What you will do | Pick out every line of the material below that contains the word "placing". Matching is case-sensitive.

Excerpted records |
-- BEGIN --

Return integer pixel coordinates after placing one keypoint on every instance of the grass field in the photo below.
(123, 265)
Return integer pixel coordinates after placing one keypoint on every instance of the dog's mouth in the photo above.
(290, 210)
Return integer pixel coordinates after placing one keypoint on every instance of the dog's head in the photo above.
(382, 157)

-- END --
-- BEGIN --

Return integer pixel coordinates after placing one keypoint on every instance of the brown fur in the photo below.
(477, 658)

-- END --

Answer to the task |
Return integer pixel coordinates after placing one keypoint on every instance of the grass field in the photo below.
Return integer pixel coordinates after placing one keypoint on every instance of the dog's mouth in the photo above.
Return integer pixel coordinates after placing one keypoint on every instance of the dog's head in the photo above.
Return integer pixel coordinates after placing one keypoint on every instance of the brown fur in the photo below.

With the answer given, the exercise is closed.